● WRITTEN TASK
Rewrite every line of the records below, requests included, and shift each point coordinate by adding 24 to both its x and y values.

** START DATA ROWS **

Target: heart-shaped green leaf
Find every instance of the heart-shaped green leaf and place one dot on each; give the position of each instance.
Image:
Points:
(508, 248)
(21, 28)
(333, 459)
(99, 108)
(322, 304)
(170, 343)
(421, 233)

** END DATA ROWS **

● OUTPUT OF THE EXERCISE
Target: heart-shaped green leaf
Find every instance of the heart-shaped green leaf and place one dot on each; give the position of each instance.
Image:
Points:
(532, 272)
(45, 52)
(357, 483)
(123, 132)
(346, 328)
(194, 367)
(445, 257)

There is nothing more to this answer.